::: Trecho da fonte
A soja chegou ao Brasil nos últimos anos do século XIX, quando foram feitos alguns experimentos em escolas agrícolas da Bahia e de São Paulo. A produção do grão em grande escala começou mesmo na região de Santa Rosa, município do Nororeste do Rio Grande do Sul. Existe aqui divergências de datas – algumas fontes afirmam que foi em 1914 e outras que foi em 1923. Divergências à parte, a região de Santa Rosa está inserida 100% nos domínios da Mata Atlântica e esse é o nosso ponto de interesse.
Toda a faixa Norte do Estado do Rio Grande do Sul era coberta por uma densa floresta de Mata Atlântica que começava no litoral e se estendia até a fronteira com Argentina. Essa mata avançava pelo território argentino e chegava até o Leste do Paraguai. Em grande parte, essa mata era formada pela chamada Floresta Ombrófila Mista, mais conhecida entre nós como Mata das Araucárias. A colonização do Noroeste do Rio Grande do Sul foi motivada em grande parte pela grande disponibilidade de madeiras de grande valor comercial como o pinho, o cedro, as imbuias e os marfins.
Bastaram poucas décadas para os recursos florestais dessa região se esgotarem e as principais atividades econômicas se voltaram para a produção agrícola e pecuária. O Governo gaúcho estimularia a produção de trigo e de frutas de clima temperado na região. Foi dentro desse ambiente que a soja paulatinamente foi ganhando seu espaço. O grão se mostrou excepcional para uso como um importante ingrediente na produção de ração para animais.
::::::
::: Registros fornecidos
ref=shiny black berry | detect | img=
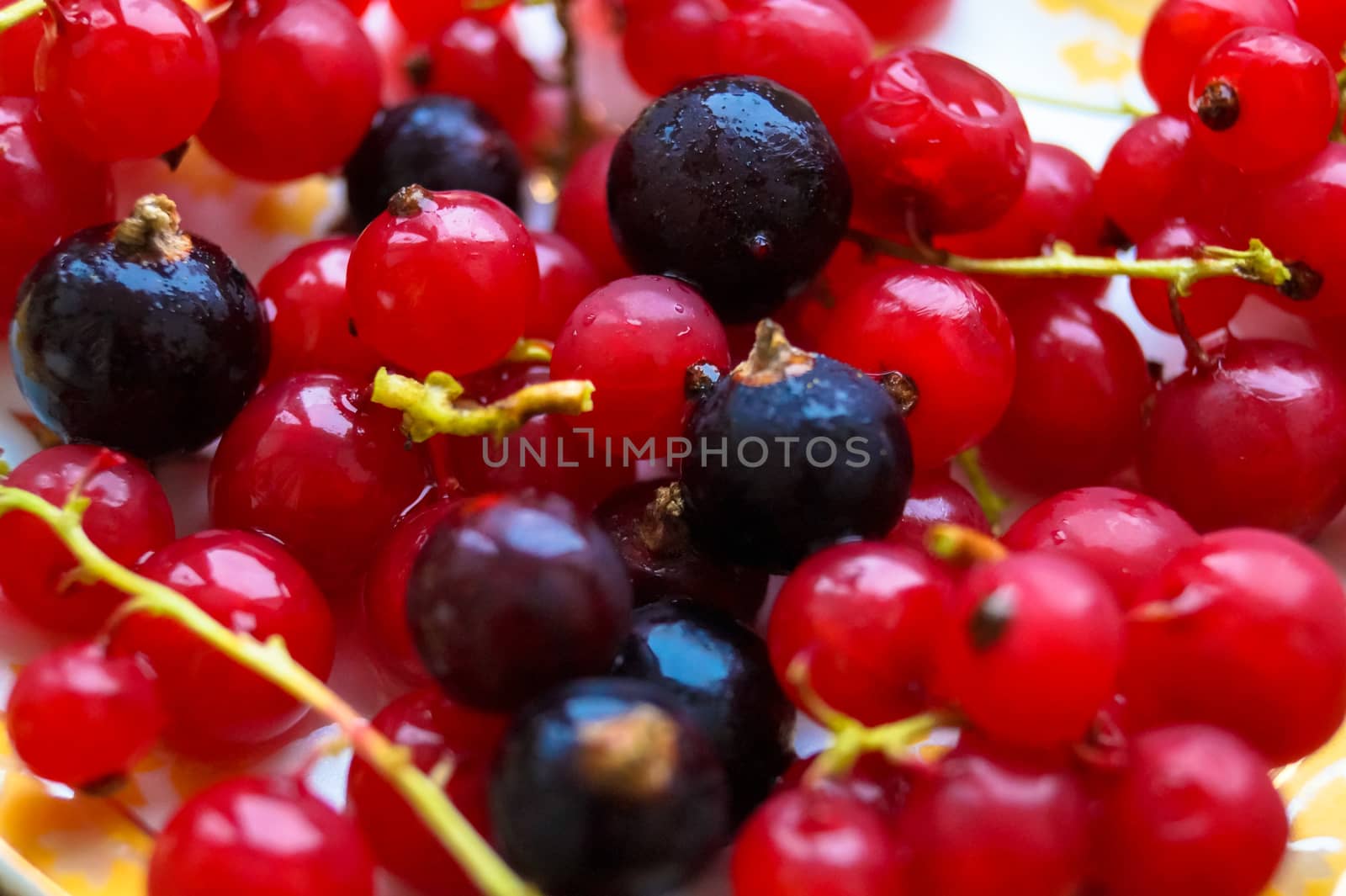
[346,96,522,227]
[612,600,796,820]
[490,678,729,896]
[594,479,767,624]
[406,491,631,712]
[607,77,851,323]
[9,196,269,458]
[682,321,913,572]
::::::
● **Tarefa proposta A**: Redigite sem nenhuma alteração o segmento do texto sobre a soja que se inicia nas palavras "Toda a faixa" e se encerra em "e os marfins.".
● **Tarefa proposta B**:
Responda às perguntas a seguir com base no texto sobre a soja.
(i) Em quais estados ficavam as escolas agrícolas onde foram feitos os primeiros experimentos com o grão no Brasil?
(ii) Por qual nome a Floresta Ombrófila Mista é mais conhecida?
(iii) Em que uso o grão se mostrou excepcional?

● **Resposta A**:
Toda a faixa Norte do Estado do Rio Grande do Sul era coberta por uma densa floresta de Mata Atlântica que começava no litoral e se estendia até a fronteira com Argentina. Essa mata avançava pelo território argentino e chegava até o Leste do Paraguai. Em grande parte, essa mata era formada pela chamada Floresta Ombrófila Mista, mais conhecida entre nós como Mata das Araucárias. A colonização do Noroeste do Rio Grande do Sul foi motivada em grande parte pela grande disponibilidade de madeiras de grande valor comercial como o pinho, o cedro, as imbuias e os marfins.

● **Resposta B**:
(i) Bahia e São Paulo.
(ii) Mata das Araucárias.
(iii) Como ingrediente importante na produção de ração para animais.